**Description of the task:** Output each entry exactly as written.

**Supplied records:**
== Segment start ==

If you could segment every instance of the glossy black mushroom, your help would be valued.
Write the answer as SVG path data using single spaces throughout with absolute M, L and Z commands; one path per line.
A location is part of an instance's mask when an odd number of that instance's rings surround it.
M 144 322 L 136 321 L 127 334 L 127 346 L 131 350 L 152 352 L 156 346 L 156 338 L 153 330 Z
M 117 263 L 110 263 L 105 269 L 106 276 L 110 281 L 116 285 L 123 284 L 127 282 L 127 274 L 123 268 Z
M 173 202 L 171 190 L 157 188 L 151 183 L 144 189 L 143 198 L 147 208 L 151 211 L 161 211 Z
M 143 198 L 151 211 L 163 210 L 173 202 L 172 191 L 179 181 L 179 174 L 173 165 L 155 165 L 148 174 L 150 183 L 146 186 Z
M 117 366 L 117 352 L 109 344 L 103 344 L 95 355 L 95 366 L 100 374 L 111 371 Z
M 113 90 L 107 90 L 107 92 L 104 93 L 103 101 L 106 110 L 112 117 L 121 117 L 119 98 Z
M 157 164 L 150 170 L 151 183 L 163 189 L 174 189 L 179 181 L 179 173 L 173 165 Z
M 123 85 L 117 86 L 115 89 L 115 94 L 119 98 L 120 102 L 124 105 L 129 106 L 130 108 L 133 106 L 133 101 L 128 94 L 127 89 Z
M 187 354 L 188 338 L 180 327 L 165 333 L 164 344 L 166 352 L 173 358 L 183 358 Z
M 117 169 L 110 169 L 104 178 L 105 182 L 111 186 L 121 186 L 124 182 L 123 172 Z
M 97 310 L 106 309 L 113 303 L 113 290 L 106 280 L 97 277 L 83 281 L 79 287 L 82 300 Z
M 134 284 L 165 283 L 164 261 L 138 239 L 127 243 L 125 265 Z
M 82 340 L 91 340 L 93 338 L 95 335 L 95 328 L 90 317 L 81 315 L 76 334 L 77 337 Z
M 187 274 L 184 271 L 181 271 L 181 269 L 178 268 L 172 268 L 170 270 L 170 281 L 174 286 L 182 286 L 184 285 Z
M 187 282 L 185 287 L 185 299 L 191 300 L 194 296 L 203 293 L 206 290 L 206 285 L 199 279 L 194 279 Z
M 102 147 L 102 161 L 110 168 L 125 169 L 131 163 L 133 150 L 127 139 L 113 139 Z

== Segment end ==

**Worked solution:**
If you could segment every instance of the glossy black mushroom, your help would be valued.
Write the answer as SVG path data using single spaces throughout with absolute M, L and Z commands; one path per line.
A location is part of an instance's mask when an odd number of that instance's rings surround it.
M 144 322 L 136 321 L 127 334 L 127 346 L 131 350 L 152 352 L 156 346 L 156 338 L 153 330 Z
M 117 263 L 110 263 L 105 269 L 106 276 L 110 281 L 116 285 L 123 284 L 127 282 L 127 274 L 123 268 Z
M 173 202 L 171 190 L 157 188 L 151 183 L 144 189 L 143 198 L 147 208 L 151 211 L 161 211 Z
M 143 198 L 151 211 L 163 210 L 173 202 L 172 191 L 179 181 L 179 174 L 173 165 L 155 165 L 148 174 L 150 183 L 146 186 Z
M 117 366 L 117 352 L 109 344 L 103 344 L 95 355 L 95 366 L 100 374 L 111 371 Z
M 113 90 L 107 90 L 107 92 L 104 93 L 103 101 L 106 110 L 112 117 L 121 117 L 119 98 Z
M 157 164 L 150 170 L 151 183 L 163 189 L 174 189 L 179 181 L 179 173 L 173 165 Z
M 123 85 L 117 86 L 115 89 L 115 94 L 119 98 L 120 102 L 124 105 L 129 106 L 130 108 L 133 106 L 133 101 L 128 94 L 127 89 Z
M 187 354 L 188 338 L 180 327 L 165 333 L 164 344 L 166 352 L 173 358 L 183 358 Z
M 117 169 L 110 169 L 104 178 L 105 182 L 111 186 L 121 186 L 124 182 L 123 172 Z
M 97 310 L 106 309 L 113 303 L 113 290 L 106 280 L 97 277 L 83 281 L 79 287 L 82 300 Z
M 134 284 L 165 283 L 164 261 L 138 239 L 127 243 L 125 265 Z
M 82 340 L 91 340 L 93 338 L 95 335 L 95 328 L 90 317 L 81 315 L 76 334 L 77 337 Z
M 187 274 L 184 271 L 181 271 L 181 269 L 178 268 L 172 268 L 170 270 L 170 281 L 174 286 L 182 286 L 184 285 Z
M 187 282 L 185 287 L 185 299 L 191 300 L 194 296 L 203 293 L 206 290 L 206 285 L 199 279 L 194 279 Z
M 102 147 L 102 161 L 110 168 L 125 169 L 131 163 L 133 150 L 127 139 L 113 139 Z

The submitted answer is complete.